### WHAT TO PRODUCE
Could you write out each of the records below exactly?

(Records from a data collection)
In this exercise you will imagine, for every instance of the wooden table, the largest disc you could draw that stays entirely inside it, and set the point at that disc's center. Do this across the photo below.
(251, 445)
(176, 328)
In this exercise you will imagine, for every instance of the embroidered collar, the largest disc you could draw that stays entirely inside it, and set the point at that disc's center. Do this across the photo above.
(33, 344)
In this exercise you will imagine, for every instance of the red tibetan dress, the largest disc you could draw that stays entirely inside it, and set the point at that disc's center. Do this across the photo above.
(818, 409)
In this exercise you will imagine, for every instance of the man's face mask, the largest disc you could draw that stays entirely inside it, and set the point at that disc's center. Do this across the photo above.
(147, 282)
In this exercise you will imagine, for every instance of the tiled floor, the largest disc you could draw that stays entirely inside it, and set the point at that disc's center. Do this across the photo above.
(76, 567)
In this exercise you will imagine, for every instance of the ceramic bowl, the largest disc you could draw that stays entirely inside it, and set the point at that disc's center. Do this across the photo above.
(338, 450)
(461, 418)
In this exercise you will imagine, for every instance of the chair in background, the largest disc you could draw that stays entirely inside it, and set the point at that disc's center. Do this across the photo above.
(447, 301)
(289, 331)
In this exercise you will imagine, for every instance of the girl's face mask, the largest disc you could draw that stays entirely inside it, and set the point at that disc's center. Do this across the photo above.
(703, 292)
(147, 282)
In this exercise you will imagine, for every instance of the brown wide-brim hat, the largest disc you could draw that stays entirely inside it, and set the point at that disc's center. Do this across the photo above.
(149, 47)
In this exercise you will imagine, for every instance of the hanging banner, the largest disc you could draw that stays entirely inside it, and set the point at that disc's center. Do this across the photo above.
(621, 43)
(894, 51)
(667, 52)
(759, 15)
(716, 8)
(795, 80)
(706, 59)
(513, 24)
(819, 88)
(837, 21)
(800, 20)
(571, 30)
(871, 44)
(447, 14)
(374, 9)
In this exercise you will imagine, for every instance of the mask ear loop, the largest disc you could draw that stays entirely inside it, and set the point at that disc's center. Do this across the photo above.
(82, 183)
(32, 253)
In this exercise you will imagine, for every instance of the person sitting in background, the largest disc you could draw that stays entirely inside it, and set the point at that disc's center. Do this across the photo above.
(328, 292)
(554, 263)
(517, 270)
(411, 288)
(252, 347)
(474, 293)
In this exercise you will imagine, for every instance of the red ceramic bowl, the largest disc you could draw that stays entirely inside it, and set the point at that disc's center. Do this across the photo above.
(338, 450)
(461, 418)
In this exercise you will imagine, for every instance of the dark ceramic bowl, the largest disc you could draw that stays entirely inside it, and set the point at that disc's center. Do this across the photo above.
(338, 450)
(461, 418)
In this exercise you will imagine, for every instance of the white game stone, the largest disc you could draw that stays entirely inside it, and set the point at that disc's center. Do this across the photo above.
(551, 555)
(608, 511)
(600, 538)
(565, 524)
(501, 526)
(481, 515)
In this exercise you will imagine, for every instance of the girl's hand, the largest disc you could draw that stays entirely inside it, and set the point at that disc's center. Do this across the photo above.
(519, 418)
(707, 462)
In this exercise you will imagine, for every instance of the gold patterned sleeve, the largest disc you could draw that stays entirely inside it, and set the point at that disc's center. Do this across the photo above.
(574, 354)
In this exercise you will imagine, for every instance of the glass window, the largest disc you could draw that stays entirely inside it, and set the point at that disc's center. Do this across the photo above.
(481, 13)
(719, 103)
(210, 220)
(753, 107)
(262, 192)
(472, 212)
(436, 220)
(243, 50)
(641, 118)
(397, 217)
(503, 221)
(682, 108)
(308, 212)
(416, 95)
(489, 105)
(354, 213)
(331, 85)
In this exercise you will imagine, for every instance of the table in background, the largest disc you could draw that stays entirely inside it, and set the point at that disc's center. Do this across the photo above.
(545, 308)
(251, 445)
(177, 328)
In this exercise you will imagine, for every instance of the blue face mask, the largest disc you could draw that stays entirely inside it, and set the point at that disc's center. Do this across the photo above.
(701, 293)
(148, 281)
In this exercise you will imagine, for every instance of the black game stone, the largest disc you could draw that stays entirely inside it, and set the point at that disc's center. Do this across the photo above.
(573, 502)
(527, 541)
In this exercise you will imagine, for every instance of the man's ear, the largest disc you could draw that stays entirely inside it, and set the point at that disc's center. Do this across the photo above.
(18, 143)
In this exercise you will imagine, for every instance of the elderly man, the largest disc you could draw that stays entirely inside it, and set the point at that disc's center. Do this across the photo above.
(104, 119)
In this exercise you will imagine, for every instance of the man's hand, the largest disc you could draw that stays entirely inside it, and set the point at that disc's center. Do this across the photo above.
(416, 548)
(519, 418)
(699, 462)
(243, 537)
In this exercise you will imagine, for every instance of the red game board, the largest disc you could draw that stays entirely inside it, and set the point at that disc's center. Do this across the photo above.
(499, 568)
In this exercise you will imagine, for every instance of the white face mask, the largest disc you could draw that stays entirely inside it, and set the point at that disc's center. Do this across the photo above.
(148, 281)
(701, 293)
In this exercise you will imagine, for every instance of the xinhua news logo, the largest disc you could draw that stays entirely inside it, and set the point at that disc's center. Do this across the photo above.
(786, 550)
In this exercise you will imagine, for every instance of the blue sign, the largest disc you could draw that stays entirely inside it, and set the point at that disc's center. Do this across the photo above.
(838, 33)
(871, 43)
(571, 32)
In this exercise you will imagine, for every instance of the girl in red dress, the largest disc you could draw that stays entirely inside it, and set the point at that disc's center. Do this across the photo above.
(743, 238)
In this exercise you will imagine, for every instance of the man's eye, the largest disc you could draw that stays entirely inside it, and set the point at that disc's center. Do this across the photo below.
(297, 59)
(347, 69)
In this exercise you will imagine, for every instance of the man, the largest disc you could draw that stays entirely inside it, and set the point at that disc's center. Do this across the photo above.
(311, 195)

### ANSWER TO THIS TASK
In this exercise you will imagine, for every instance of the wooden table, the largest disc you could draw that stays entirely inside it, and set the point at that disc's center. Do this across the photo below.
(251, 445)
(176, 328)
In this exercise you will imagine, for every instance of the embroidered collar, the largest disc you could draw that stays entirely inside it, and set the point at that disc's center. Do this across the photo above.
(33, 344)
In this exercise you will imagine, for every instance of the red tibetan dress, the largest disc you could draw that stays entirely inside it, and set the point at that disc's center. Do this across the photo above.
(818, 409)
In this exercise you will imagine, for every instance of the man's face mask, the largest disc you could draw that stays entirely inside it, and set the point at that disc's center. Do this across the photo above.
(147, 282)
In this exercise you will imagine, for every instance of the tiled floor, the largest disc you could draw that stays entirely inside it, and set the point at that disc's center. Do this across the photo above.
(76, 567)
In this exercise you will imagine, for every instance of the ceramic bowl, the largest disc you could draw that stays entirely inside it, and set the point at that disc's center. Do this across the photo above.
(338, 450)
(461, 418)
In this exercise you will imagine, for every instance of the chair in background, the largest disc you could draw that stays entirely inside it, and set the point at that disc's center. Do this across the photo above.
(447, 301)
(289, 331)
In this exercise you will imagine, for every instance of the girl's face mask, the largest disc you could draw that stays entirely inside it, and set the point at that disc's center. Do this across the photo above.
(703, 292)
(147, 282)
In this exercise you will imagine, for every instance of the brown wide-brim hat, the largest disc you could draw that stays entirely inside it, and set the point at that disc's center. Do this across the photo above.
(149, 47)
In this exercise you will imagine, for every instance of the hanging banner, the largest disc you could draw that stays entirely inside it, and set the point at that disc's center. Do this across the photo above.
(621, 43)
(894, 51)
(667, 52)
(759, 15)
(716, 8)
(795, 80)
(706, 59)
(513, 24)
(819, 88)
(837, 21)
(800, 20)
(571, 30)
(871, 44)
(447, 14)
(374, 9)
In this exercise you will imagine, for every instance of the mask ear loop, the largest disc you could draw that stays entirely inside it, and set the point at that disc's center. Do this across the photo above.
(82, 183)
(32, 253)
In this exercise you will imagine, for every instance of the person sitting in background, the largest disc you could draw that stays entirely inside it, and set the point at that disc's center. Do this across the photo above.
(328, 292)
(554, 263)
(517, 270)
(411, 288)
(252, 347)
(474, 293)
In this exercise you will imagine, for every instance of the red ceramic bowl, the largest disc you could draw that stays entirely inside it, and set the point at that disc's center. Do this across the photo above.
(338, 450)
(461, 418)
In this exercise you will imagine, for every instance of the dark ceramic bowl, the largest disc you could draw that stays entirely inside it, and set the point at that disc's center. Do this across the photo above.
(338, 450)
(461, 418)
In this exercise you will imagine, for every instance of the white game stone, the largest disc you could draw that stays entirely inside it, and set the point at that disc's center. Do this across the photo above.
(551, 555)
(608, 511)
(600, 538)
(565, 524)
(501, 526)
(481, 515)
In this exercise you will imagine, for every instance of the girl's hand, the largest disc you could draw that stays entirely inside it, and set the point at that disc's center. Do this across the photo above.
(519, 418)
(707, 462)
In this exercise you will imagine, for every instance of the gold patterned sleeve, the largest disc you could draw that stays entirely inside it, and set the point at that disc's center. Do this across the photo above.
(574, 354)
In this exercise you will imagine, for every instance of the glass window, the largest disc you could draw that stays entirely inside it, and set the point at that disc's center. Do this across the photo above.
(481, 13)
(719, 103)
(210, 220)
(753, 107)
(262, 192)
(472, 212)
(436, 220)
(243, 50)
(641, 118)
(397, 217)
(503, 221)
(682, 108)
(308, 212)
(416, 95)
(489, 105)
(354, 213)
(331, 85)
In this exercise you will imagine, for every instance of the table in background, the largest disc you could draw that stays entirely inside it, and set the point at that disc's center. Do this across the photo above.
(545, 308)
(251, 445)
(177, 328)
In this exercise you will imagine, for every instance of the blue face mask, the largest disc you could draw that stays entirely inside it, and set the point at that disc's center. Do this across the photo above.
(701, 293)
(148, 281)
In this exercise you will imagine, for every instance of the black game stone, the largest disc you could draw that stays entirely inside it, and set the point at that disc's center. Do this across the photo above.
(573, 502)
(527, 541)
In this exercise you will imagine, for every instance of the man's ear, the largest disc you could draw that stays entirely inside it, and set the point at that disc's center. Do this across the photo above.
(18, 143)
In this exercise you will imagine, for every instance of the elderly man, the largest disc you could draw that stays entirely inside it, and set the point at that disc's center. Do this across the photo above.
(104, 119)
In this exercise you will imagine, for every instance of the man's hand, the largest disc you could draw that stays entirely inside it, and set the point at that disc's center. Do this across the photo above.
(416, 548)
(519, 418)
(699, 462)
(243, 537)
In this exercise you will imagine, for every instance of the red game board, the largest disc you could draw that stays entirely inside it, and set the point at that disc's center. Do this across the photo above.
(499, 568)
In this exercise you will imagine, for every instance of the white face mask, the largest disc you could draw that stays entirely inside it, and set the point at that disc's center. Do this across the photo above.
(148, 281)
(701, 293)
In this exercise you will imagine, for every instance of the xinhua news logo, the largest disc you could draw that stays entirely inside it, and set the point at that disc's center. Do this across the photo above.
(786, 550)
In this exercise you will imagine, for every instance of the blue sign, the largest disc you could draw that stays entirely inside it, and set the point at that disc's center. Do this across the photo above.
(838, 33)
(871, 43)
(571, 32)
In this exercise you will imagine, for every instance of the girl in red dress, the largest disc you could draw that stays entirely inside it, and set the point at that disc's center. Do this across the photo above.
(743, 238)
In this exercise you will imagine, for every instance of the man's eye, the largest disc you could draw that stays entirely inside it, and set the point at that disc's center. Do this across the photo below.
(297, 59)
(347, 69)
In this exercise you will imagine, for every instance of the man, the largest disc you could draw that stays entirely inside it, and set the point at that disc's center. Do this across the photo above.
(311, 195)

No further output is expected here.